## EXCERPT PROVIDED
***
ERISA Regulations Should Address Evolving Nature of Prudence and Duty of Impartiality

By | March 15, 2022

The use of financially material environmental, social, and governance (“ESG”) information by pension fiduciaries in investment analysis continues to be a hot topic. On October 14, 2021, the US Department of Labor (“DOL”) issued a proposed rule entitled “Prudence and Loyalty in Selecting Plan Investments and Exercising Shareholder Rights.” As the title suggests, the proposal addresses the fiduciary duties of prudence and loyalty, but it ignores an important additional fiduciary duty—the duty of impartiality. It also misses the opportunity to explain how the dynamic nature of the duty of prudence provides historical context supporting the proposal.

Duty of Prudence

Application of the fiduciary duty to act as a prudent investor evolves over time in response to changing knowledge and circumstances. For example, in the first half of the twentieth century, trust fiduciaries were constrained by legal lists of allowed investments that largely precluded them from investing in corporate equities. That slowly changed as modern portfolio theory was applied and performance benefits of equity investments were recognized. Investment practices correspondingly evolved during the last half of the century. A provision was added to the Restatement (Third) of Trusts, §227 Introduction in 1992 which recognized that prudent investment practices were subject to evolution: 

“Trust investment law should reflect and accommodate current knowledge and concepts.  It should avoid repeating the mistake of freezing its rules against future learning and developments.”  

Language of the Employees Retirement Income Security Act (“ERISA”) applies this principle.  Section 404(a)(1)(B) of ERISA, instructs the fiduciary to act “with the care, skill, prudence, and diligence under the circumstances then prevailing that a prudent man acting in a like capacity and familiar with such matters would use in the conduct of an enterprise of a like character and with like aims….” Use of the phrase “under the circumstances then prevailing” contemplates paying attention to investment industry changes, like growth in understanding of the role that material ESG factors can play in financial analysis. 

ERISA does not mandate use of particular investment strategies. However, the above language does require that pension fiduciaries look at industry norms and learn from improvements in peer practices. With investment analysts increasing their use of ESG information in making investment decisions, understanding of how pension investment risk-adjusted performance can benefit from consideration of ESG factors has increased

In the News Release describing the proposed rule, Acting Assistant Secretary for the Employee Benefits Security Administration Ali Khawar explained, “[a] principal idea underlying the proposal is that climate change and other ESG factors can be financially material and when they are, considering them will inevitably lead to better long-term risk-adjusted returns, protecting the retirement savings of America’s workers.” The preamble to the final rulemaking order should emphasize that dynamic change in prudent investment practices is a fundamental principle in both common law fiduciary duty and ERISA.
***
## EXTRACTED MATERIAL
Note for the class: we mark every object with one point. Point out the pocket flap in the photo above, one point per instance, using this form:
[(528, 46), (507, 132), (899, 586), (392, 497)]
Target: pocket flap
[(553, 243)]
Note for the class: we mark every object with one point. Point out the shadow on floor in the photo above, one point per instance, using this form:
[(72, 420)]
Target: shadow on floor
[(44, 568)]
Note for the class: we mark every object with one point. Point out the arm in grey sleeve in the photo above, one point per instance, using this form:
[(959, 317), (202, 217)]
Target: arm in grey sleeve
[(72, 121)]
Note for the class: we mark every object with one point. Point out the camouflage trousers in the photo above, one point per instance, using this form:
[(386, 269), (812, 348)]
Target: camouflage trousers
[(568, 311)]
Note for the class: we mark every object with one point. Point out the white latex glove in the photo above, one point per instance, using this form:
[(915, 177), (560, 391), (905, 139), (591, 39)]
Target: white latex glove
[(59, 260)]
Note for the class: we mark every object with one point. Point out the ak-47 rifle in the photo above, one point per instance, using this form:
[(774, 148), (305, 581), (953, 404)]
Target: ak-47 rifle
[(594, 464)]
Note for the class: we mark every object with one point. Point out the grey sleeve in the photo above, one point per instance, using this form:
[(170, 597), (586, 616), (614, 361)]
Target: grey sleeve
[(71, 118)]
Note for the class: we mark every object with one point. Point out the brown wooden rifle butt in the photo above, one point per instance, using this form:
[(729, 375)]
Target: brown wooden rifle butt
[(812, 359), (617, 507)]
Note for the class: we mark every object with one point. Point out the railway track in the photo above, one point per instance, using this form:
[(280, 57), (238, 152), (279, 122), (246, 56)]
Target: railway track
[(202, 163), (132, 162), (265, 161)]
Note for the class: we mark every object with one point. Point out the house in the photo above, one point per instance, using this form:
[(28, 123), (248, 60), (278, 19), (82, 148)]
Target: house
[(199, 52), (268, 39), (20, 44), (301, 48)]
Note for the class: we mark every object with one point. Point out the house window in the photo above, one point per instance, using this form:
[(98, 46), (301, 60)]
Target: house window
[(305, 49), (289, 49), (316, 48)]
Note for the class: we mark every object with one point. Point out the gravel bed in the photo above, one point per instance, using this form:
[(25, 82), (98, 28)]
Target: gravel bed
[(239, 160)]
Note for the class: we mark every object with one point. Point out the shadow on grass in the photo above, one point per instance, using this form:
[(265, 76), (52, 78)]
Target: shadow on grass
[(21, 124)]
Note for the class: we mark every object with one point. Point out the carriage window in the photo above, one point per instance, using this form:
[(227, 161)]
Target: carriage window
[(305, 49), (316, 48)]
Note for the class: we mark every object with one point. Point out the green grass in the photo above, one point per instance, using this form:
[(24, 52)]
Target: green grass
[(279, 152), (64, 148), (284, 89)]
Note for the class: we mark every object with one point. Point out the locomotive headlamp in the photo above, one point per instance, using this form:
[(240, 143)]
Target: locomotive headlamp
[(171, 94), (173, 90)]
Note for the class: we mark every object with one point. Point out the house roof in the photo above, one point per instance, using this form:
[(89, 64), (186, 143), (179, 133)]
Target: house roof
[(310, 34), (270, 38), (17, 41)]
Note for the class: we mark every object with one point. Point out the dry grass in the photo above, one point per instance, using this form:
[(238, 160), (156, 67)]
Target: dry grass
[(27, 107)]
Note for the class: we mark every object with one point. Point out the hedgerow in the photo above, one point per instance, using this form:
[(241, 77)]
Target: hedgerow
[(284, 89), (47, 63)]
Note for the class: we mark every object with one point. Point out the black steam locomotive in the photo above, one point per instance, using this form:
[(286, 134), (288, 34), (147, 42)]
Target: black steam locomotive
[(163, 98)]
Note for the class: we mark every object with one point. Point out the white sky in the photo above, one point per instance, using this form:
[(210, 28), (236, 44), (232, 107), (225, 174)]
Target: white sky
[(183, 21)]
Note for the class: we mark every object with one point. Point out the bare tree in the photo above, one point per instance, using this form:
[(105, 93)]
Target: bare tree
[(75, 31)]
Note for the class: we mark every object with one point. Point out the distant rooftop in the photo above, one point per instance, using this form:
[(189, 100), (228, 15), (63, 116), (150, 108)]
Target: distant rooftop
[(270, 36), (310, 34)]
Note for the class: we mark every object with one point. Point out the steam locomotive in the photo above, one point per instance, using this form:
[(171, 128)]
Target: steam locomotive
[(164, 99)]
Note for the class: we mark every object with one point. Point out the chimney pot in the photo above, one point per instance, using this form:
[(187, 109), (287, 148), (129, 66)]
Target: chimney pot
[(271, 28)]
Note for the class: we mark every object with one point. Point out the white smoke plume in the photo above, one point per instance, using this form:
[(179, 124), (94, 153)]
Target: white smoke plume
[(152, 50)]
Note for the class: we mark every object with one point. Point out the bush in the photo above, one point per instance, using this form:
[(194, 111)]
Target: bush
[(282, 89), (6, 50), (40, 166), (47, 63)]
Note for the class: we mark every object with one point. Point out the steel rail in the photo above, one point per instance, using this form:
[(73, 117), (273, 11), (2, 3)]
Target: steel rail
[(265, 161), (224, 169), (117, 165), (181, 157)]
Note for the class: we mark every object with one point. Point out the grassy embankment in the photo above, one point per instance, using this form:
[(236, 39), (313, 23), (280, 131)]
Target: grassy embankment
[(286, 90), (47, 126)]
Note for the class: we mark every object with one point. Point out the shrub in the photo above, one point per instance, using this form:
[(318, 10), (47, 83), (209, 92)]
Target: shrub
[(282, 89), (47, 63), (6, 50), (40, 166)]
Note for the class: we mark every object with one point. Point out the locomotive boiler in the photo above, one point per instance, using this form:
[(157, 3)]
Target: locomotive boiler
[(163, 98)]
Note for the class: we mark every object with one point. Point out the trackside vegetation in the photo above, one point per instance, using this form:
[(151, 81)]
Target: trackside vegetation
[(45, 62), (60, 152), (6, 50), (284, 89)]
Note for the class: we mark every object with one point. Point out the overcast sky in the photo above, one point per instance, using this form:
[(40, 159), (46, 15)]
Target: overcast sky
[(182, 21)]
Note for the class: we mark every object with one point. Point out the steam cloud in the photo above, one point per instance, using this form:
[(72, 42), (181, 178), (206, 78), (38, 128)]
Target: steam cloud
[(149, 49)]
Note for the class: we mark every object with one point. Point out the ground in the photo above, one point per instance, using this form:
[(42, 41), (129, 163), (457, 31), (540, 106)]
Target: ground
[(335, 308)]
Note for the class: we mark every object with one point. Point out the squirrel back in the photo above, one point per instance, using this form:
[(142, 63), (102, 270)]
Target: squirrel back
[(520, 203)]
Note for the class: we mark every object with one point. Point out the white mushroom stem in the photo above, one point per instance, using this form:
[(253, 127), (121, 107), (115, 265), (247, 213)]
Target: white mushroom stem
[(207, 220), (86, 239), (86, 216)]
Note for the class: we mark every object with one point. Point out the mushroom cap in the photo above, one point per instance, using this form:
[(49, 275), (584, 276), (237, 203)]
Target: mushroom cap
***
## REQUESTS
1. Which fiduciary duties does the article on ERISA regulations name?
2. Copy the records word for word, starting with their first line and going on through the line that contains "[(44, 568)]".

## COMPLETED EXERCISE
1. The duty of prudence, the duty of loyalty, and the duty of impartiality.

2.
Note for the class: we mark every object with one point. Point out the pocket flap in the photo above, one point per instance, using this form:
[(528, 46), (507, 132), (899, 586), (392, 497)]
Target: pocket flap
[(553, 243)]
Note for the class: we mark every object with one point. Point out the shadow on floor in the photo above, one point per instance, using this form:
[(72, 420)]
Target: shadow on floor
[(44, 568)]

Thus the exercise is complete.